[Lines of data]
╭──
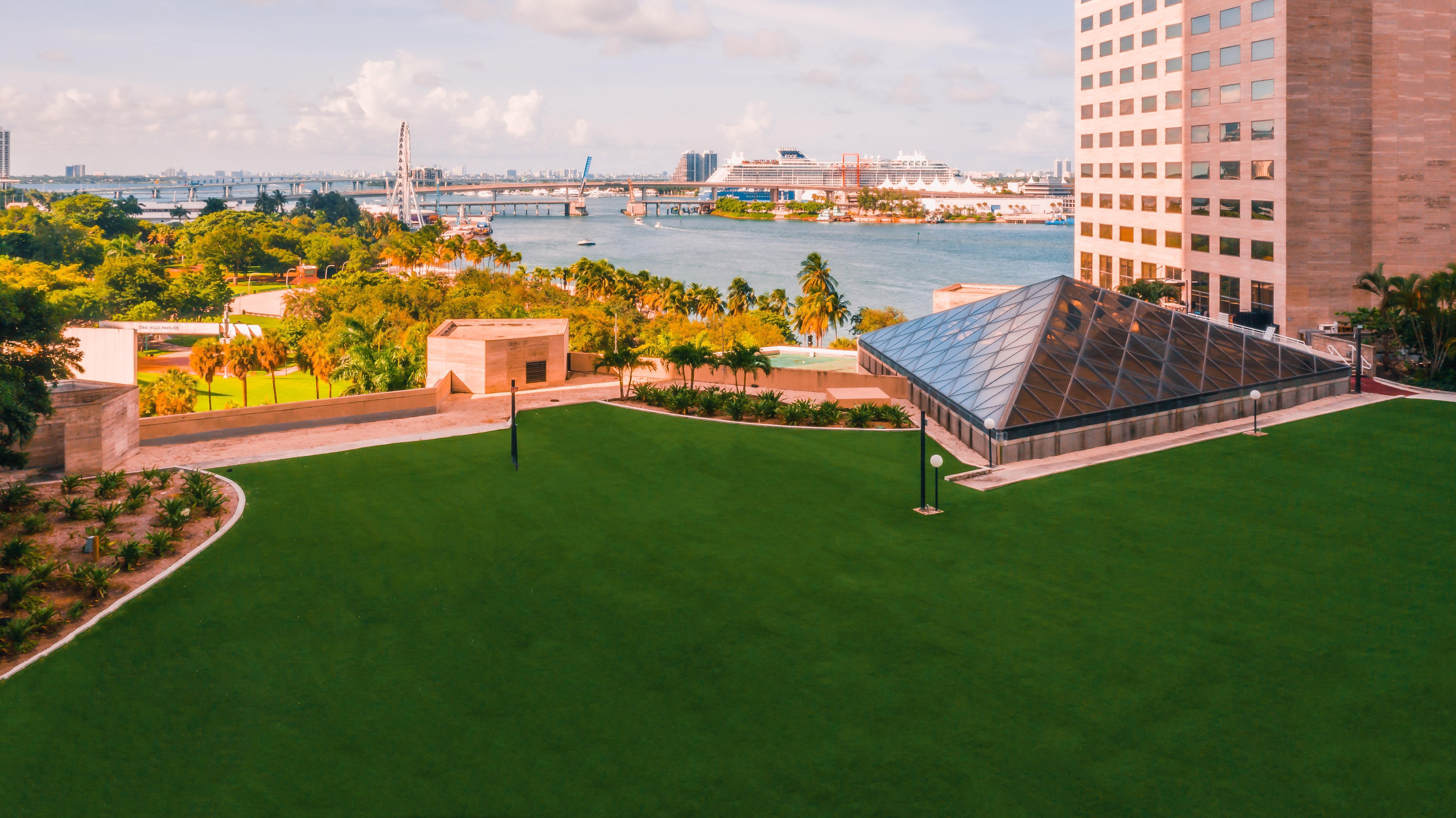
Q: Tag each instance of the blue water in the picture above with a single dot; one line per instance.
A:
(876, 264)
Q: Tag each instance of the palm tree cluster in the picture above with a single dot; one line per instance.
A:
(1416, 314)
(40, 592)
(429, 248)
(822, 306)
(766, 407)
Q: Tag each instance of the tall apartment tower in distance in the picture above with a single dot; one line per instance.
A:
(1267, 152)
(695, 167)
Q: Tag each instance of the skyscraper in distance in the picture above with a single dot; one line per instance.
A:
(1267, 152)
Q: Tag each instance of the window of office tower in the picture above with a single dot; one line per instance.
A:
(1228, 295)
(1200, 292)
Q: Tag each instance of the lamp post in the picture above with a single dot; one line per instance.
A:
(516, 462)
(922, 459)
(1359, 359)
(937, 462)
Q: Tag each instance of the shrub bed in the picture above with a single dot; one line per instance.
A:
(766, 407)
(50, 586)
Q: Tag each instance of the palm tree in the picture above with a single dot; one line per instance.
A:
(777, 302)
(239, 357)
(740, 296)
(688, 357)
(272, 354)
(624, 362)
(710, 303)
(206, 360)
(836, 311)
(810, 317)
(745, 360)
(324, 363)
(815, 276)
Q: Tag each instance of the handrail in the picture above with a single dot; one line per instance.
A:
(1266, 335)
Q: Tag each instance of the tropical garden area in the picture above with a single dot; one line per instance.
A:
(363, 328)
(1413, 325)
(69, 546)
(670, 644)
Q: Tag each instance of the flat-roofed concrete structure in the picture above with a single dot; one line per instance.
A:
(957, 295)
(95, 428)
(487, 354)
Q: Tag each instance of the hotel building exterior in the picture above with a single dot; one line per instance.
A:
(1267, 152)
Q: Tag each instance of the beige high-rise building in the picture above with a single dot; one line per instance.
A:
(1269, 151)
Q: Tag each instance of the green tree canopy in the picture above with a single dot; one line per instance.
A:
(33, 354)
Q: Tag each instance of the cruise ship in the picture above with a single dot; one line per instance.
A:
(797, 171)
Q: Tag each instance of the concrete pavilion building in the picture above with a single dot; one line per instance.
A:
(1267, 151)
(1062, 366)
(484, 356)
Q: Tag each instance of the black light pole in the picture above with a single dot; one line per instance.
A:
(937, 462)
(1358, 357)
(516, 463)
(922, 459)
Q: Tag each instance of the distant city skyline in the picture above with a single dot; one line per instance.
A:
(531, 84)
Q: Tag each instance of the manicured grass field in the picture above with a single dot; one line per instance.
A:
(296, 386)
(662, 616)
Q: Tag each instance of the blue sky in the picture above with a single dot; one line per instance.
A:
(322, 85)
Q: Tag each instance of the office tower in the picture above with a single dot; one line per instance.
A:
(695, 167)
(1269, 152)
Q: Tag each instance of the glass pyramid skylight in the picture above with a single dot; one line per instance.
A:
(1061, 350)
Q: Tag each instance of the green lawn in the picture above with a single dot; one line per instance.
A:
(660, 616)
(298, 386)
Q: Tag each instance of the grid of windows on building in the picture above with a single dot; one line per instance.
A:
(1211, 57)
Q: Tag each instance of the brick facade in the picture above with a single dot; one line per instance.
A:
(1358, 94)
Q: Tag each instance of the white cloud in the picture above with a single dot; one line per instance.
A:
(523, 114)
(1050, 63)
(124, 120)
(619, 24)
(908, 92)
(753, 126)
(580, 133)
(1040, 132)
(762, 44)
(822, 78)
(388, 92)
(969, 87)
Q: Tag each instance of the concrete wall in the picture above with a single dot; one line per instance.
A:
(94, 428)
(108, 356)
(304, 414)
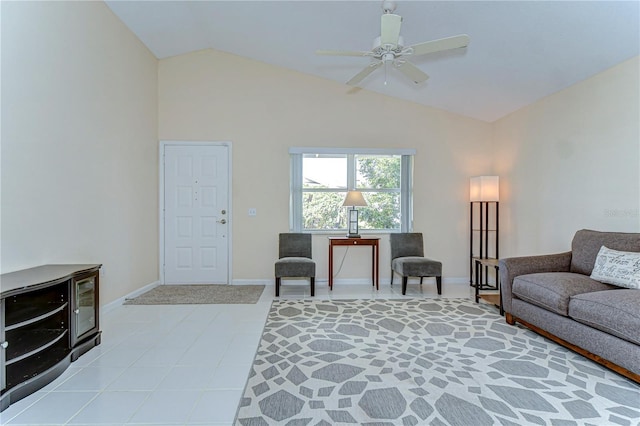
╰──
> _Exercise details_
Render every line of the records above as a numbered list, omitting any blank lines. Leave the pictures out of your answer.

> _The completed task_
1. Q: Tag each instance of the blue water in the picture above with a single dot; one line per instance.
2. A:
3. (876, 264)
4. Q: Tag each instance of the palm tree cluster in the picture above with a single dot; one line per instance.
5. A:
6. (1416, 314)
7. (40, 592)
8. (429, 248)
9. (822, 306)
10. (766, 407)
11. Q: Tag each instance of the tall apartment tower in distance in the picture above with a single dot; one line per instance.
12. A:
13. (1267, 152)
14. (695, 167)
15. Q: Tag each instance of the skyscraper in distance in the picture above with a single dot; one line per instance.
16. A:
17. (1267, 152)
18. Q: Tag each instance of the window of office tower in the picture above with a single dot; one line per instance.
19. A:
20. (1228, 295)
21. (1200, 292)
22. Q: Tag each instance of the lamp post in the picture above with a single dot; one line per instance.
23. A:
24. (516, 462)
25. (922, 459)
26. (1359, 359)
27. (937, 462)
28. Q: Tag each instance of the shrub bed in the picture above with a single dot; one line per instance.
29. A:
30. (766, 407)
31. (50, 586)
32. Q: Tag each instance of the palm tree in the picture above with a single dot; one line per instance.
33. A:
34. (777, 302)
35. (239, 357)
36. (740, 296)
37. (688, 357)
38. (272, 354)
39. (624, 362)
40. (710, 303)
41. (206, 360)
42. (836, 311)
43. (810, 317)
44. (745, 360)
45. (324, 363)
46. (815, 276)
47. Q: Tag each instance of the handrail in the picture above with a single dot; one line per instance.
48. A:
49. (1266, 335)
50. Q: Tag each instance of the tropical garden area in the picture above with a single dot; one line per instance.
51. A:
52. (363, 328)
53. (1413, 325)
54. (69, 546)
55. (670, 644)
56. Q: Tag each instance of the flat-roofed concrete structure in the picture above with a single dot; one line per instance.
57. A:
58. (957, 295)
59. (95, 428)
60. (487, 354)
61. Q: Tag each instance of the hotel building exterior in the picture above with a single dot; one line per instance.
62. A:
63. (1267, 152)
64. Q: Tag each instance of the beige high-rise building in the picture above with a single dot; one line per instance.
65. A:
66. (1269, 151)
67. Q: Tag each instance of the green tree canopy in the picture above with a single dot; one line per instance.
68. A:
69. (33, 354)
70. Q: Tag each instance of the cruise ship in the picture above with a single dot; one line per instance.
71. A:
72. (797, 171)
73. Q: Tag each instance of the concrete pavilion building in the picture above with a single dot; one line per instance.
74. A:
75. (1267, 151)
76. (1062, 366)
77. (484, 356)
78. Q: Tag each instance of the black light pole in the picture above with a single dot; one line per instance.
79. A:
80. (937, 462)
81. (1358, 357)
82. (516, 463)
83. (922, 459)
84. Q: Tag each instance of the distant city skyline in the picture above with a single dot; one line per instance.
85. A:
86. (531, 84)
87. Q: Tag each instance of the manicured grass field in the picture above with a single dot; one line per instance.
88. A:
89. (296, 386)
90. (662, 616)
91. Q: Tag each instance of the blue sky in the picture above with a single dot; one line per instance.
92. A:
93. (322, 85)
94. Q: Tag each instance of the office tower in the picture above with a single dot; one line per instance.
95. A:
96. (695, 167)
97. (1269, 152)
98. Q: Tag each instance of the glass pyramid skylight in the picture above with a single dot; one line per instance.
99. A:
100. (1061, 350)
101. Q: Tag each instance of the green lawn in the picture above with a single dot; one line per instance.
102. A:
103. (660, 616)
104. (298, 386)
105. Q: Tag each instance of the grid of windows on building in the picture above with a single dot; one line per instance.
106. A:
107. (1211, 57)
108. Q: Tag each instance of the brick facade in the picture above with a single dot; one line per instance.
109. A:
110. (1358, 94)
111. Q: Tag each instance of the white cloud in the picture above with a single dot; one line per instance.
112. A:
113. (523, 114)
114. (1050, 63)
115. (124, 120)
116. (619, 24)
117. (908, 92)
118. (753, 126)
119. (580, 133)
120. (1040, 132)
121. (762, 44)
122. (822, 78)
123. (388, 92)
124. (969, 87)
125. Q: Tag each instance of the concrete wall in the picture above with a single dot; one line per instance.
126. A:
127. (94, 428)
128. (108, 356)
129. (304, 414)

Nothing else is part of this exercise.